- _Work to complete_
Pull out every line in the data below that contains the string "bank", copying each one in full.

- _Excerpts from point annotation data_
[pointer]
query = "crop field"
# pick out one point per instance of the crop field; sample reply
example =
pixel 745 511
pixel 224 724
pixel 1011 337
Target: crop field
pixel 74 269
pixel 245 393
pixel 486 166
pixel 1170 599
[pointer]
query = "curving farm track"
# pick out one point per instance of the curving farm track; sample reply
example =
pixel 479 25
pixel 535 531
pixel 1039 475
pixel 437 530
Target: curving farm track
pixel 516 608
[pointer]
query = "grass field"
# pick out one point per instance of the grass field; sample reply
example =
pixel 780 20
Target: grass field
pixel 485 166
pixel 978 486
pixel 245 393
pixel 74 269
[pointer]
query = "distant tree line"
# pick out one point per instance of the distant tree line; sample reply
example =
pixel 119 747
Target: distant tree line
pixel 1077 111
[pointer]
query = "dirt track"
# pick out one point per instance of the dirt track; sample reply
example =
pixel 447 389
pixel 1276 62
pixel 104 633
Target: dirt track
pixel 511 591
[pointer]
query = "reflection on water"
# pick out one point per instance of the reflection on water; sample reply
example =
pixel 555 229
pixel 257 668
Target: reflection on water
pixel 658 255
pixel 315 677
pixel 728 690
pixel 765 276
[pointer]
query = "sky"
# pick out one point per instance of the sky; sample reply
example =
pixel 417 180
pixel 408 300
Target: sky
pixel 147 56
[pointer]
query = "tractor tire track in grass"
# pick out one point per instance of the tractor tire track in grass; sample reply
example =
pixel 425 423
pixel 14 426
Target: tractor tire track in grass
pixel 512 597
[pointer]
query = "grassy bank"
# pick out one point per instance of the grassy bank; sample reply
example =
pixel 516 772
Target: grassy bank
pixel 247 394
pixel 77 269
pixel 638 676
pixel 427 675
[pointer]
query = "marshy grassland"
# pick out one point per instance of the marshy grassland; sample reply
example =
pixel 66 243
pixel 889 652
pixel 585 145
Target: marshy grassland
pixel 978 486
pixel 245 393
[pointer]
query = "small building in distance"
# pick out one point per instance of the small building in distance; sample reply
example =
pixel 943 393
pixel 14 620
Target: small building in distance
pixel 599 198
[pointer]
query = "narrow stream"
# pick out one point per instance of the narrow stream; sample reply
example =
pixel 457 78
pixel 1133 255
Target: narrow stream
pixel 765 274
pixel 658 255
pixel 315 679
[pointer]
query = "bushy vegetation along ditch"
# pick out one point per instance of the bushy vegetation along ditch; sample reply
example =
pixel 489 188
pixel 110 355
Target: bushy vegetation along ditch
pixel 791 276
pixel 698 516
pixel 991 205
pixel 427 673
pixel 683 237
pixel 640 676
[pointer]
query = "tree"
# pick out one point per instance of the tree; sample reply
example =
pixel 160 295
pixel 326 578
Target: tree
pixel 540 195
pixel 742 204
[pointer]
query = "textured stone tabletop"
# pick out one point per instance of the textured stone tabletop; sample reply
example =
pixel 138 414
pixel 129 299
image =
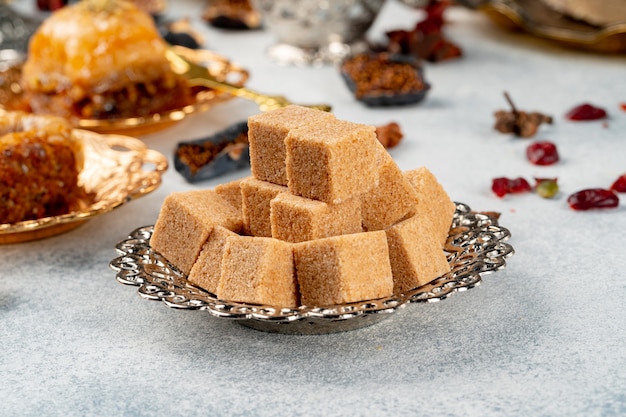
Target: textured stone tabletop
pixel 543 337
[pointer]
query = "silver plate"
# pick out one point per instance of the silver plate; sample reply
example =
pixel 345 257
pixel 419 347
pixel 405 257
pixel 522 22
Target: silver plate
pixel 475 246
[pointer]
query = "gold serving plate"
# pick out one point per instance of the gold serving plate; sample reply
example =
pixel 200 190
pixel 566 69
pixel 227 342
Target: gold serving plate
pixel 539 20
pixel 117 169
pixel 204 98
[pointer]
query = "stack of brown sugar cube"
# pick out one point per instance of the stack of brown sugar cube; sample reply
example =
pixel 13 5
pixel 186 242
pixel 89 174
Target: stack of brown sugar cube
pixel 327 217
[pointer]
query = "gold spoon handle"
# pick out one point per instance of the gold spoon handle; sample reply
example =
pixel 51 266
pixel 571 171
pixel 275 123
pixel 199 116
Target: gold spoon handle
pixel 265 102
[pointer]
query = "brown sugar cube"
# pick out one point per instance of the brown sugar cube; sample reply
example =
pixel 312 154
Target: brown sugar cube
pixel 258 270
pixel 296 219
pixel 343 269
pixel 332 162
pixel 185 222
pixel 433 202
pixel 231 192
pixel 206 271
pixel 392 200
pixel 256 196
pixel 415 254
pixel 266 135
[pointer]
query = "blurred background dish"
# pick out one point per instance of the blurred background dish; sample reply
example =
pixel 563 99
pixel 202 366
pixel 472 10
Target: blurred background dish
pixel 317 32
pixel 12 98
pixel 117 169
pixel 539 19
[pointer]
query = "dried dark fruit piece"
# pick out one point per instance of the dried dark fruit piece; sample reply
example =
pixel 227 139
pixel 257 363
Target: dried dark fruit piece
pixel 210 157
pixel 389 135
pixel 383 79
pixel 426 41
pixel 619 186
pixel 593 198
pixel 503 186
pixel 232 14
pixel 542 153
pixel 518 122
pixel 586 112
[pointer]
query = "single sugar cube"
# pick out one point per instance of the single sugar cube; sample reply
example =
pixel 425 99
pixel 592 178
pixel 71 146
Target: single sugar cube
pixel 296 219
pixel 343 269
pixel 185 221
pixel 258 270
pixel 415 254
pixel 206 271
pixel 256 196
pixel 231 192
pixel 332 162
pixel 266 135
pixel 433 202
pixel 392 200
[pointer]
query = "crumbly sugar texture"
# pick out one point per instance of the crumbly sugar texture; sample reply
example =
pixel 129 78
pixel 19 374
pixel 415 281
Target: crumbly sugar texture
pixel 392 200
pixel 185 222
pixel 297 219
pixel 266 135
pixel 343 269
pixel 433 203
pixel 206 271
pixel 231 192
pixel 258 270
pixel 256 198
pixel 415 254
pixel 331 162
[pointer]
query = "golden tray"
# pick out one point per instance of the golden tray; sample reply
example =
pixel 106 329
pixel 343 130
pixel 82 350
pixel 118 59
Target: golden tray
pixel 218 66
pixel 539 20
pixel 117 169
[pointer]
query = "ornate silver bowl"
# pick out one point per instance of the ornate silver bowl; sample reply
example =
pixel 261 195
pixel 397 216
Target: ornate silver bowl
pixel 475 246
pixel 317 32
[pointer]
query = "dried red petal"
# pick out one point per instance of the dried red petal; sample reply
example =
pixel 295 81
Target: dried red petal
pixel 619 186
pixel 542 153
pixel 503 186
pixel 586 112
pixel 593 198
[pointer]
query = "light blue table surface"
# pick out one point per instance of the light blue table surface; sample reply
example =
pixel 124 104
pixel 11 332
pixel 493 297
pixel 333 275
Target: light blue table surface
pixel 544 337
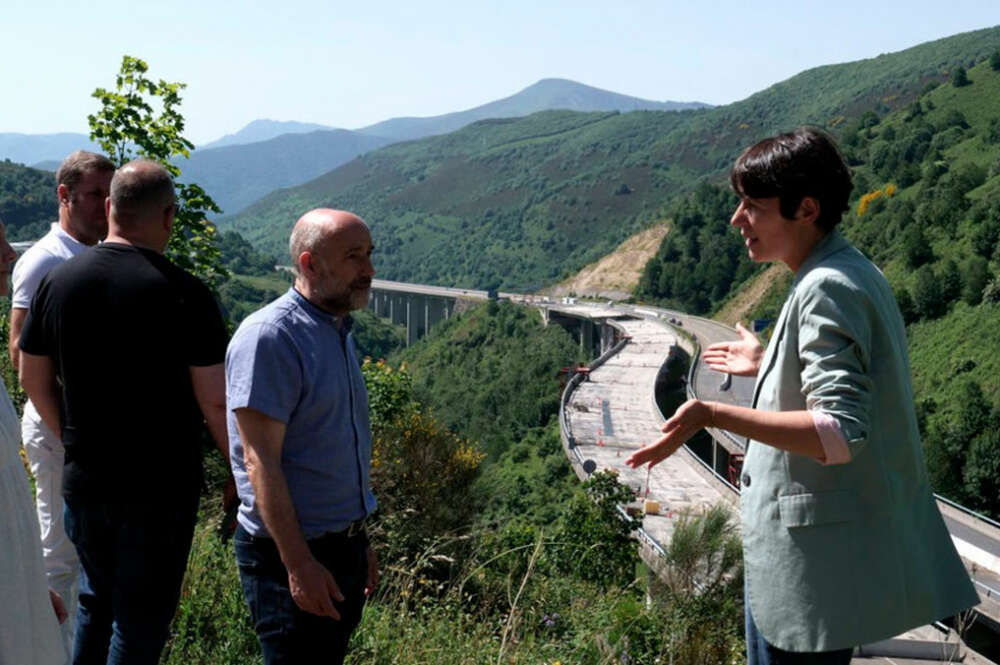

- _Completed exercise_
query = "grassy bank"
# pick out one point per instance of the grassy bank; sample reply
Target: grassy bank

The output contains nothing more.